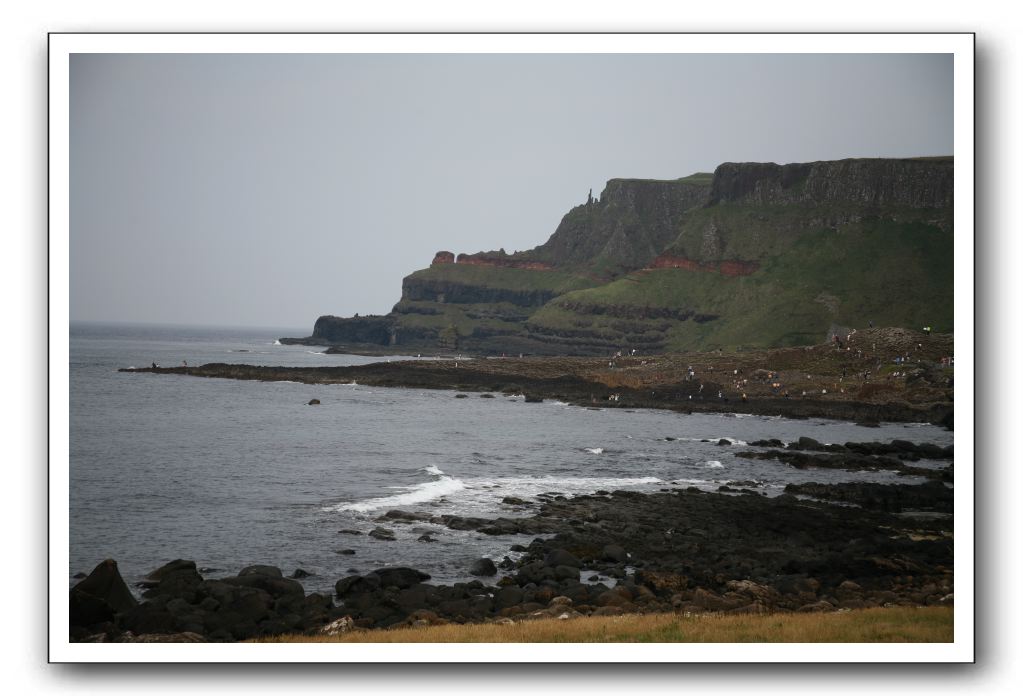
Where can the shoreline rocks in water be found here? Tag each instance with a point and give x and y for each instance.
(808, 382)
(623, 552)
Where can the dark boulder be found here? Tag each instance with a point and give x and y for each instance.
(557, 557)
(100, 596)
(483, 567)
(153, 578)
(615, 553)
(399, 577)
(382, 533)
(270, 571)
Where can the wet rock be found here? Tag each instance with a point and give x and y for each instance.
(483, 567)
(270, 571)
(100, 596)
(614, 553)
(400, 577)
(560, 557)
(383, 533)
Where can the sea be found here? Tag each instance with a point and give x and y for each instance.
(233, 473)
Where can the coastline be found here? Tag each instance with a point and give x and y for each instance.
(582, 382)
(680, 551)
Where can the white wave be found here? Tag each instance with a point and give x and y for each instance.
(423, 492)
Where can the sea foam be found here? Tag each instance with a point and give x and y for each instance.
(423, 492)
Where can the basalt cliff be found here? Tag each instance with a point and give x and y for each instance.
(754, 255)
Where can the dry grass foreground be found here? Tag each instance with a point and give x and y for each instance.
(893, 624)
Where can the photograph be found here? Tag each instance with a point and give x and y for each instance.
(607, 342)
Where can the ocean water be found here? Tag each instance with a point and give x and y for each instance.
(230, 473)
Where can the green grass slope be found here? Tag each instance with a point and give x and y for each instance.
(896, 273)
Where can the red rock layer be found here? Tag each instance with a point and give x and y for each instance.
(724, 267)
(502, 263)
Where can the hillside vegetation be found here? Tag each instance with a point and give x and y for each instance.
(752, 256)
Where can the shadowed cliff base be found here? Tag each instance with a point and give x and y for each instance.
(868, 376)
(754, 255)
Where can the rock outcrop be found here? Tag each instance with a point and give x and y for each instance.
(758, 254)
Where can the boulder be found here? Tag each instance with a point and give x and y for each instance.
(270, 571)
(483, 567)
(557, 557)
(507, 597)
(614, 553)
(101, 595)
(154, 577)
(356, 584)
(398, 577)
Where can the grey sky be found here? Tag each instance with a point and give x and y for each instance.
(269, 189)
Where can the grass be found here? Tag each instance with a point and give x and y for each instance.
(894, 624)
(894, 273)
(508, 278)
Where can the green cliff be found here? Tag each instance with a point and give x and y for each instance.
(756, 255)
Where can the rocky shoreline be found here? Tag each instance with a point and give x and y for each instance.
(538, 381)
(817, 548)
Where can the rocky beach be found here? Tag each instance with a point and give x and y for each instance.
(814, 549)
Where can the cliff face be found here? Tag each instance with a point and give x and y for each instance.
(626, 228)
(913, 183)
(757, 254)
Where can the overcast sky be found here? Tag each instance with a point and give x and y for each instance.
(265, 190)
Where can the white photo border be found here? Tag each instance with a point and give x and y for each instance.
(61, 46)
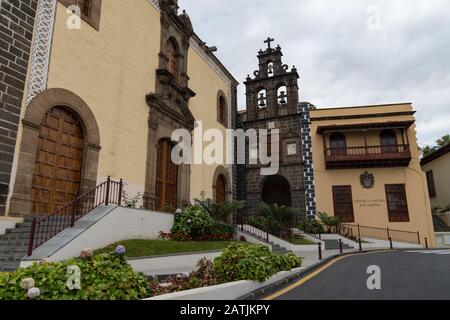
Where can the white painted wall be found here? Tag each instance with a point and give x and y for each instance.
(443, 239)
(227, 291)
(170, 264)
(8, 223)
(117, 225)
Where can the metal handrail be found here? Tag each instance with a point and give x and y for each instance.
(358, 231)
(42, 230)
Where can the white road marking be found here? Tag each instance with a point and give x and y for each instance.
(440, 252)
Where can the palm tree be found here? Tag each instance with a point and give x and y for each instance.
(445, 140)
(220, 211)
(280, 218)
(329, 221)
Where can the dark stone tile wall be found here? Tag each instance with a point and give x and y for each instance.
(250, 181)
(16, 32)
(310, 191)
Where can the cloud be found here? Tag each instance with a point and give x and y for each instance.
(343, 57)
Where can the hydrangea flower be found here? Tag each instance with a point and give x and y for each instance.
(86, 253)
(27, 283)
(33, 293)
(120, 250)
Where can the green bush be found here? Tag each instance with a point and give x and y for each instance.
(194, 221)
(103, 277)
(257, 263)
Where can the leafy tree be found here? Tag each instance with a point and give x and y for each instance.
(445, 140)
(279, 217)
(442, 142)
(219, 211)
(329, 221)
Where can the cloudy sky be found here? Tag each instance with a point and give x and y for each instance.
(348, 52)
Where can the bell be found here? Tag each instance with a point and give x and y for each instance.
(282, 98)
(262, 100)
(270, 70)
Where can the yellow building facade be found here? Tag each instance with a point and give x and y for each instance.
(367, 168)
(104, 93)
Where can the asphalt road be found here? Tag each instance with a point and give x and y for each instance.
(403, 275)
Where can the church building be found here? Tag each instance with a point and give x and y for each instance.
(105, 89)
(273, 103)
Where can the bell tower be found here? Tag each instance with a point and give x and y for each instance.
(273, 103)
(273, 90)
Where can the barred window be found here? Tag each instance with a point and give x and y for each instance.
(343, 203)
(431, 184)
(397, 203)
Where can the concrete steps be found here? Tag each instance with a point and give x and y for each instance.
(14, 245)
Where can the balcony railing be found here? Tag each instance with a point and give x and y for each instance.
(368, 156)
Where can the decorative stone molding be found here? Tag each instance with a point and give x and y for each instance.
(21, 201)
(40, 52)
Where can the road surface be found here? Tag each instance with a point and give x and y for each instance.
(410, 275)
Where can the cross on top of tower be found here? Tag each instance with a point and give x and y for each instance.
(269, 40)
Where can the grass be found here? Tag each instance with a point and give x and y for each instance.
(149, 248)
(301, 241)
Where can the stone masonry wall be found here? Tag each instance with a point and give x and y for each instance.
(16, 33)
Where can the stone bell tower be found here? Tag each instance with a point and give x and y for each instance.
(273, 103)
(274, 89)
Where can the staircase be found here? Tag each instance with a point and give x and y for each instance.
(439, 225)
(278, 249)
(334, 245)
(13, 246)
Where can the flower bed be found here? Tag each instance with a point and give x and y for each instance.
(90, 277)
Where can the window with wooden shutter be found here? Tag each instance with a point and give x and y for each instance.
(166, 178)
(343, 203)
(172, 56)
(89, 9)
(221, 190)
(431, 184)
(397, 203)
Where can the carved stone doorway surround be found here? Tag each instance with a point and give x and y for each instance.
(21, 201)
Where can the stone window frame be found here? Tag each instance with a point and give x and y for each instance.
(221, 95)
(94, 14)
(21, 201)
(221, 171)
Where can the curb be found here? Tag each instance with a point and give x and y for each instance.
(257, 294)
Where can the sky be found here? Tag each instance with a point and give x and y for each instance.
(348, 52)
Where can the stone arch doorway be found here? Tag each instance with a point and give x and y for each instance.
(276, 189)
(58, 164)
(166, 178)
(221, 185)
(78, 114)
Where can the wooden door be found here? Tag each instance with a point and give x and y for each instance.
(166, 178)
(57, 172)
(221, 190)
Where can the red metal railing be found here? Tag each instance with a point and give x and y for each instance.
(42, 230)
(357, 232)
(250, 225)
(381, 152)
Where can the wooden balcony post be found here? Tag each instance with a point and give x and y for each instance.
(119, 201)
(108, 185)
(31, 239)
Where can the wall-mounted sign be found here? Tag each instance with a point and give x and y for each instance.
(367, 180)
(292, 149)
(369, 203)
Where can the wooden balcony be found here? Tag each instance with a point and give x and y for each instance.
(368, 157)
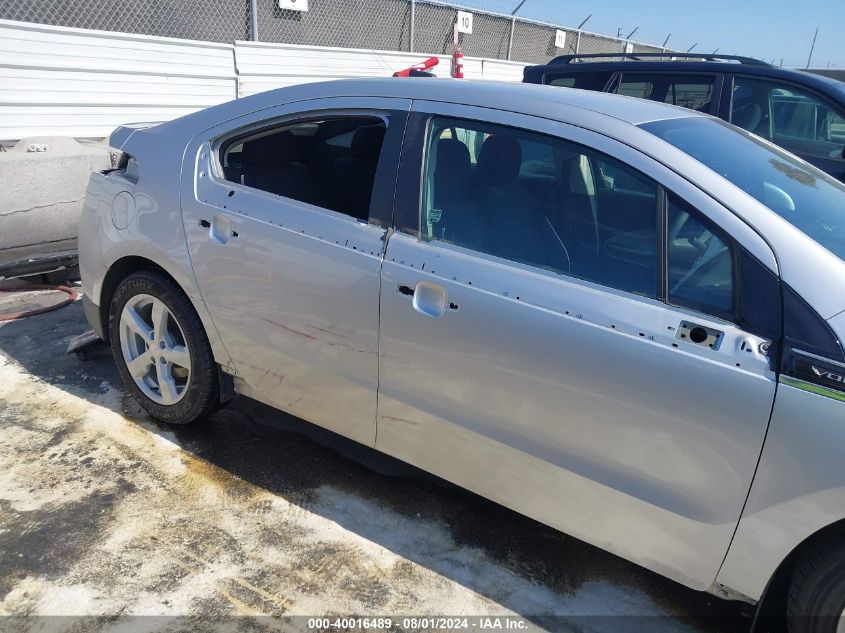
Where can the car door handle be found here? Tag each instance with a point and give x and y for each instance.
(429, 299)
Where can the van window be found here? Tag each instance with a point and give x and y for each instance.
(688, 91)
(584, 80)
(330, 163)
(700, 262)
(802, 195)
(789, 116)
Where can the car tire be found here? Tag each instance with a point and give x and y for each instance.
(816, 600)
(161, 350)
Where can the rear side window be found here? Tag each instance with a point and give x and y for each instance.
(595, 81)
(541, 201)
(563, 207)
(791, 117)
(700, 262)
(330, 163)
(688, 91)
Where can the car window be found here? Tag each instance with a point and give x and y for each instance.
(329, 163)
(689, 91)
(585, 80)
(700, 262)
(535, 199)
(798, 192)
(791, 117)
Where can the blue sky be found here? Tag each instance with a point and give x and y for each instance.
(760, 28)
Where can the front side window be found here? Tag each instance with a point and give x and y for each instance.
(804, 196)
(330, 163)
(788, 116)
(541, 201)
(689, 91)
(700, 262)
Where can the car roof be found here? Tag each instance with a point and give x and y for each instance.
(531, 99)
(829, 86)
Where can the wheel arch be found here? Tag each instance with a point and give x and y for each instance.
(116, 273)
(128, 264)
(771, 609)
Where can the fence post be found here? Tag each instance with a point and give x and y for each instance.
(510, 38)
(411, 37)
(253, 14)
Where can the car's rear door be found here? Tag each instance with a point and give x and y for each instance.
(528, 350)
(284, 213)
(796, 118)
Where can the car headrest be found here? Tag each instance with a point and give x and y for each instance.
(453, 164)
(275, 149)
(747, 116)
(367, 140)
(499, 160)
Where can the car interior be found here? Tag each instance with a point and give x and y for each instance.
(565, 208)
(330, 163)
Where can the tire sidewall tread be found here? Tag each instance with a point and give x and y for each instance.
(202, 397)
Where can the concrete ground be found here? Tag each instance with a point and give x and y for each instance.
(103, 511)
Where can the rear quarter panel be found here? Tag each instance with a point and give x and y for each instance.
(152, 226)
(799, 488)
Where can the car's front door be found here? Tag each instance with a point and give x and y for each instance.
(793, 117)
(282, 212)
(528, 350)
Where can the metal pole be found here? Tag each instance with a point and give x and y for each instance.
(510, 38)
(411, 37)
(253, 14)
(810, 58)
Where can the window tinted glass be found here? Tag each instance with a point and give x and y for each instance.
(582, 80)
(700, 263)
(540, 201)
(801, 194)
(688, 91)
(788, 116)
(330, 163)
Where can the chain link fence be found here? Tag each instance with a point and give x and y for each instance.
(423, 26)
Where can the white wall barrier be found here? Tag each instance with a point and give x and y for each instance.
(60, 81)
(82, 83)
(262, 66)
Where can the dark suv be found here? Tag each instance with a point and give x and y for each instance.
(801, 112)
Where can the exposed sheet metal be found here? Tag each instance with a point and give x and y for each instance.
(58, 81)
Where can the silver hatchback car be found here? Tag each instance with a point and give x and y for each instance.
(620, 318)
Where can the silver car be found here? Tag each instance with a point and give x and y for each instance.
(620, 318)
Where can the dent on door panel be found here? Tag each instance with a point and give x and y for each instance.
(295, 298)
(601, 426)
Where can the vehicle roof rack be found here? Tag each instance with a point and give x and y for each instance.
(566, 59)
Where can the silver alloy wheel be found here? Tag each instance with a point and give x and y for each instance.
(154, 349)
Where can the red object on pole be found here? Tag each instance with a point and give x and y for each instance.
(418, 68)
(457, 70)
(457, 63)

--------

▶ _WORK TO COMPLETE_:
Copy out verbatim every line from the one containing "Where can the red object" through the final line of the rows, both ends included.

▶ _EXERCISE ANSWER_:
Where can the red object on pole be found here? Tag each instance with a point and give x and y for each instance.
(418, 68)
(457, 70)
(457, 63)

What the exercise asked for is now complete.